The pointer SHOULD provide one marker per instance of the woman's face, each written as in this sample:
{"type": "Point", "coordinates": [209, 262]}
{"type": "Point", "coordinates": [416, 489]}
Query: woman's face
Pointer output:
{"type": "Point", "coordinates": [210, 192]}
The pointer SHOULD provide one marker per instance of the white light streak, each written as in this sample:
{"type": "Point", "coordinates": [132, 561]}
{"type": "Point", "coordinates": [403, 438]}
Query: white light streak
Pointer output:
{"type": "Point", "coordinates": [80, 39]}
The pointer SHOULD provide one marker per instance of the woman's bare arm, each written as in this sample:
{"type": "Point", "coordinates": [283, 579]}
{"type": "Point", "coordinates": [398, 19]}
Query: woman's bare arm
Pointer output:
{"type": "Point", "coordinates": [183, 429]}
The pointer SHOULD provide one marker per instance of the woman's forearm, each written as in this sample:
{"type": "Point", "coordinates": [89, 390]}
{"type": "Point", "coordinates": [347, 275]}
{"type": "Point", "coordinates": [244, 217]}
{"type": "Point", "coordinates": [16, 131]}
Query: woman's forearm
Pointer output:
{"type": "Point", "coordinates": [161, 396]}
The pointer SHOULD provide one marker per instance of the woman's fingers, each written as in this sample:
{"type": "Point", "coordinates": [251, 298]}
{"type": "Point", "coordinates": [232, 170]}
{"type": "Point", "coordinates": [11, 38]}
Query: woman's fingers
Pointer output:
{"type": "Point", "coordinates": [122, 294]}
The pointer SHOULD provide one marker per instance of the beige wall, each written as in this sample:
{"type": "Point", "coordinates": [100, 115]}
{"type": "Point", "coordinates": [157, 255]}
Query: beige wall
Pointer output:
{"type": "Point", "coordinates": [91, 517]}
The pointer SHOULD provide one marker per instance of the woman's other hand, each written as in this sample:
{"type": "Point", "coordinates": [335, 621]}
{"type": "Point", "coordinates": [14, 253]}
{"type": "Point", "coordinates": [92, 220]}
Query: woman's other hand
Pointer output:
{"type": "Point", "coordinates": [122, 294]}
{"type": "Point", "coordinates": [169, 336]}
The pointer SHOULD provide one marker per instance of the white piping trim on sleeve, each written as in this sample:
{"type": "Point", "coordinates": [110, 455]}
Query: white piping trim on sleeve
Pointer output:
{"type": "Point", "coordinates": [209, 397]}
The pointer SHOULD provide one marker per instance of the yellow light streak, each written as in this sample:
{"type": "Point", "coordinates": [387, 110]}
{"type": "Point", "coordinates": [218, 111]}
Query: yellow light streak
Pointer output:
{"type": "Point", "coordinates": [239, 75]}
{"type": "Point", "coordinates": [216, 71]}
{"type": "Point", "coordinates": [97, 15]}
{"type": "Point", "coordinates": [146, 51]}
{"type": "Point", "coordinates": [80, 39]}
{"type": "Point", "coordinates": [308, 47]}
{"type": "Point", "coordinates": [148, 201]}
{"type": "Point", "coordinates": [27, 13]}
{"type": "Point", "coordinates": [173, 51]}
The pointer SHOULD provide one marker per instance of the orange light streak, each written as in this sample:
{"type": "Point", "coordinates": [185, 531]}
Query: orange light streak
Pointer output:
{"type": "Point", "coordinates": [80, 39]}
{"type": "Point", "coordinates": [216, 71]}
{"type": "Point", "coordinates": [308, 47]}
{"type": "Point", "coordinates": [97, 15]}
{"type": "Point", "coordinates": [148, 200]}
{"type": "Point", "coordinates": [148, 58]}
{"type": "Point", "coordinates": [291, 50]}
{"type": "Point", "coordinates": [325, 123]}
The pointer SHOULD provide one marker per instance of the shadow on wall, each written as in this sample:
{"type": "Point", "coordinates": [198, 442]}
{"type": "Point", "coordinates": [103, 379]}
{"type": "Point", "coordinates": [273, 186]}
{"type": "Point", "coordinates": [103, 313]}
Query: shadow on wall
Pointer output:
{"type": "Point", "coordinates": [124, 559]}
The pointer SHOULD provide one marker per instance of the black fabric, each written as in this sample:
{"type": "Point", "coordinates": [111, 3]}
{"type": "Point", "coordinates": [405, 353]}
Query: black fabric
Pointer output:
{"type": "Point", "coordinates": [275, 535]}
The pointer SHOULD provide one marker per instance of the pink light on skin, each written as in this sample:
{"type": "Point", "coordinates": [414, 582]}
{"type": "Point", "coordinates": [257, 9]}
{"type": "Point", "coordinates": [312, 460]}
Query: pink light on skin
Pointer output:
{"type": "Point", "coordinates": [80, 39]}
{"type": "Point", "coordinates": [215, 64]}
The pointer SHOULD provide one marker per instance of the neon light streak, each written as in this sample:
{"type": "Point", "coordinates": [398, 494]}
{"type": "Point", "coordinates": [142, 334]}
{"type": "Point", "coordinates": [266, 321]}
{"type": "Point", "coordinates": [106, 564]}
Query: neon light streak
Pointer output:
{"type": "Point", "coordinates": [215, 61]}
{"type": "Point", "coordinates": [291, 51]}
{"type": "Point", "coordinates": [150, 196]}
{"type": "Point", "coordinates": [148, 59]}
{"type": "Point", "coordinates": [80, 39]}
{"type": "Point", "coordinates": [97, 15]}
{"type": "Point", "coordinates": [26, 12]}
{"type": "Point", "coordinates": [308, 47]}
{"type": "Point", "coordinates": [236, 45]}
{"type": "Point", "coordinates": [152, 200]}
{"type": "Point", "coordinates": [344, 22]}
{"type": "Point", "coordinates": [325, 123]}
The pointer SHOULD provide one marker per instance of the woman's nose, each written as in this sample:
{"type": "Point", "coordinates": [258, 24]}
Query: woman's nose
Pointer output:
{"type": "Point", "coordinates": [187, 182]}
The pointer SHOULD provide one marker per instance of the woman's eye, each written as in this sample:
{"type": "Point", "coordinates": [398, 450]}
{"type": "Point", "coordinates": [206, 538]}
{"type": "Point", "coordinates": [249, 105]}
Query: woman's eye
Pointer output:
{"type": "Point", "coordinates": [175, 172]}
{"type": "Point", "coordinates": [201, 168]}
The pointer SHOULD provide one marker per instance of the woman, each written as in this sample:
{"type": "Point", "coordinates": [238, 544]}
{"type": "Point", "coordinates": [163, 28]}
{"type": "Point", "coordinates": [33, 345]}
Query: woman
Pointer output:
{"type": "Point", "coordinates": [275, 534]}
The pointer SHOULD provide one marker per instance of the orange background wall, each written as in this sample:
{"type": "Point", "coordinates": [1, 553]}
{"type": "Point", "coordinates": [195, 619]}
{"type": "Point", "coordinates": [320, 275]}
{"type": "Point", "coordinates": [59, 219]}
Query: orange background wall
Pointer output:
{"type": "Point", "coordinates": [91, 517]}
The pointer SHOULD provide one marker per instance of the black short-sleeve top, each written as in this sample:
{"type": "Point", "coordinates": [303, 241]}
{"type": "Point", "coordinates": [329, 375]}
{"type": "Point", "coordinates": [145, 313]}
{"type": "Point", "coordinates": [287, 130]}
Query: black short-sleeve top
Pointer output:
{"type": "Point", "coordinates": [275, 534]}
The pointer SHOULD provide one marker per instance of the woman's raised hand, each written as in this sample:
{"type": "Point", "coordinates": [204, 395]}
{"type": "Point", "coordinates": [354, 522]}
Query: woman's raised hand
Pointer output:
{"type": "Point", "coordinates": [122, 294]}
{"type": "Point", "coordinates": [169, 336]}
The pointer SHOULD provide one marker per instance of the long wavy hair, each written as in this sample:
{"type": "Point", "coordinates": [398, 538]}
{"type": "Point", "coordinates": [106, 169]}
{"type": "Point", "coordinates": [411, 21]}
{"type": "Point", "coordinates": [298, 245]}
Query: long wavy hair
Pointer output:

········

* _WORK REQUIRED_: Return all of the entries word for word.

* _FULL OUTPUT_:
The pointer SHOULD provide one marker per instance of the woman's face, each written as in this sample:
{"type": "Point", "coordinates": [209, 262]}
{"type": "Point", "coordinates": [416, 489]}
Query: woman's face
Pointer output:
{"type": "Point", "coordinates": [210, 192]}
The pointer SHOULD provide one marker per instance of the white light streak, each written as in this sample:
{"type": "Point", "coordinates": [132, 561]}
{"type": "Point", "coordinates": [403, 438]}
Query: white light streak
Pointer output:
{"type": "Point", "coordinates": [80, 39]}
The pointer SHOULD provide one marker per instance of the woman's bare arm, each written as in this sample:
{"type": "Point", "coordinates": [283, 579]}
{"type": "Point", "coordinates": [398, 19]}
Query: woman's bare arm
Pointer output:
{"type": "Point", "coordinates": [183, 429]}
The pointer SHOULD provide one marker per instance of the woman's forearm, each written as in this sample:
{"type": "Point", "coordinates": [89, 390]}
{"type": "Point", "coordinates": [347, 275]}
{"type": "Point", "coordinates": [244, 217]}
{"type": "Point", "coordinates": [16, 131]}
Query: woman's forearm
Pointer output:
{"type": "Point", "coordinates": [161, 396]}
The pointer SHOULD provide one marker per instance of the woman's fingers, each written as in this sample:
{"type": "Point", "coordinates": [251, 298]}
{"type": "Point", "coordinates": [232, 170]}
{"type": "Point", "coordinates": [11, 38]}
Query: woman's fingers
Pointer output:
{"type": "Point", "coordinates": [122, 294]}
The pointer SHOULD provide one marker per instance of the beige wall, each written as in this sample:
{"type": "Point", "coordinates": [100, 115]}
{"type": "Point", "coordinates": [157, 255]}
Query: beige wall
Pointer output:
{"type": "Point", "coordinates": [91, 517]}
The pointer SHOULD provide one marker per instance of the woman's other hand, each written as in this sample:
{"type": "Point", "coordinates": [335, 621]}
{"type": "Point", "coordinates": [14, 253]}
{"type": "Point", "coordinates": [92, 220]}
Query: woman's other hand
Pointer output:
{"type": "Point", "coordinates": [122, 294]}
{"type": "Point", "coordinates": [169, 336]}
The pointer SHOULD provide one marker per instance of the white piping trim on sleeve, each written as in this sample:
{"type": "Point", "coordinates": [110, 455]}
Query: white piping trim on sleeve
Pointer output:
{"type": "Point", "coordinates": [209, 397]}
The pointer SHOULD provide one marker per instance of the yellow light streak, each written as in this sample:
{"type": "Point", "coordinates": [387, 110]}
{"type": "Point", "coordinates": [218, 111]}
Query: yellow light streak
Pointer output:
{"type": "Point", "coordinates": [239, 75]}
{"type": "Point", "coordinates": [216, 71]}
{"type": "Point", "coordinates": [97, 15]}
{"type": "Point", "coordinates": [146, 51]}
{"type": "Point", "coordinates": [80, 39]}
{"type": "Point", "coordinates": [308, 47]}
{"type": "Point", "coordinates": [148, 201]}
{"type": "Point", "coordinates": [27, 13]}
{"type": "Point", "coordinates": [173, 51]}
The pointer SHOULD provide one marker per instance of the orange light streak, each written as in this sample:
{"type": "Point", "coordinates": [185, 531]}
Query: orange light streak
Pointer output:
{"type": "Point", "coordinates": [80, 39]}
{"type": "Point", "coordinates": [216, 71]}
{"type": "Point", "coordinates": [308, 47]}
{"type": "Point", "coordinates": [97, 15]}
{"type": "Point", "coordinates": [148, 200]}
{"type": "Point", "coordinates": [148, 58]}
{"type": "Point", "coordinates": [291, 50]}
{"type": "Point", "coordinates": [325, 123]}
The pointer SHOULD provide one marker per instance of the shadow on wall, each written as in this sample:
{"type": "Point", "coordinates": [198, 442]}
{"type": "Point", "coordinates": [103, 379]}
{"type": "Point", "coordinates": [273, 186]}
{"type": "Point", "coordinates": [103, 313]}
Query: shadow on wall
Pointer output:
{"type": "Point", "coordinates": [124, 559]}
The pointer SHOULD provide one marker per instance of the black fabric, each written as in this sample:
{"type": "Point", "coordinates": [111, 3]}
{"type": "Point", "coordinates": [405, 353]}
Query: black fabric
Pointer output:
{"type": "Point", "coordinates": [275, 535]}
The pointer SHOULD provide one marker per instance of the pink light on skin, each written as in this sample:
{"type": "Point", "coordinates": [414, 582]}
{"type": "Point", "coordinates": [257, 9]}
{"type": "Point", "coordinates": [312, 460]}
Query: pink light on skin
Pointer output:
{"type": "Point", "coordinates": [80, 39]}
{"type": "Point", "coordinates": [215, 64]}
The pointer SHOULD provide one marker per instance of the neon light streak, each written as in this sample:
{"type": "Point", "coordinates": [398, 494]}
{"type": "Point", "coordinates": [142, 334]}
{"type": "Point", "coordinates": [266, 321]}
{"type": "Point", "coordinates": [106, 564]}
Query: neon light streak
Pointer output:
{"type": "Point", "coordinates": [215, 61]}
{"type": "Point", "coordinates": [291, 51]}
{"type": "Point", "coordinates": [150, 196]}
{"type": "Point", "coordinates": [148, 59]}
{"type": "Point", "coordinates": [80, 39]}
{"type": "Point", "coordinates": [97, 15]}
{"type": "Point", "coordinates": [26, 12]}
{"type": "Point", "coordinates": [308, 47]}
{"type": "Point", "coordinates": [236, 45]}
{"type": "Point", "coordinates": [152, 200]}
{"type": "Point", "coordinates": [344, 22]}
{"type": "Point", "coordinates": [325, 123]}
The pointer SHOULD provide one marker per instance of the woman's nose, each written as in this sample:
{"type": "Point", "coordinates": [258, 24]}
Query: woman's nose
Pointer output:
{"type": "Point", "coordinates": [187, 182]}
The pointer SHOULD provide one marker per instance of the woman's eye, each written as in this sample:
{"type": "Point", "coordinates": [398, 450]}
{"type": "Point", "coordinates": [206, 538]}
{"type": "Point", "coordinates": [249, 105]}
Query: woman's eye
Pointer output:
{"type": "Point", "coordinates": [175, 172]}
{"type": "Point", "coordinates": [201, 168]}
The pointer SHOULD provide one marker per instance of the woman, each written as in this sample:
{"type": "Point", "coordinates": [238, 544]}
{"type": "Point", "coordinates": [163, 28]}
{"type": "Point", "coordinates": [33, 345]}
Query: woman
Pointer output:
{"type": "Point", "coordinates": [275, 534]}
The pointer SHOULD provide one marker per instance of the orange background wall, each written as in this sample:
{"type": "Point", "coordinates": [1, 553]}
{"type": "Point", "coordinates": [195, 619]}
{"type": "Point", "coordinates": [320, 275]}
{"type": "Point", "coordinates": [59, 219]}
Query: orange background wall
Pointer output:
{"type": "Point", "coordinates": [91, 517]}
The pointer SHOULD provide one marker per instance of the black short-sleeve top, each written as in this sample:
{"type": "Point", "coordinates": [303, 241]}
{"type": "Point", "coordinates": [329, 375]}
{"type": "Point", "coordinates": [145, 313]}
{"type": "Point", "coordinates": [287, 130]}
Query: black short-sleeve top
Pointer output:
{"type": "Point", "coordinates": [275, 534]}
The pointer SHOULD provide one marker per instance of the woman's raised hand, each written as in this sample:
{"type": "Point", "coordinates": [204, 395]}
{"type": "Point", "coordinates": [354, 522]}
Query: woman's raised hand
Pointer output:
{"type": "Point", "coordinates": [122, 294]}
{"type": "Point", "coordinates": [169, 336]}
The pointer SHOULD provide one marker per instance of the long wavy hair, each written as in this sample:
{"type": "Point", "coordinates": [398, 538]}
{"type": "Point", "coordinates": [106, 169]}
{"type": "Point", "coordinates": [411, 21]}
{"type": "Point", "coordinates": [298, 245]}
Query: long wavy hair
Pointer output:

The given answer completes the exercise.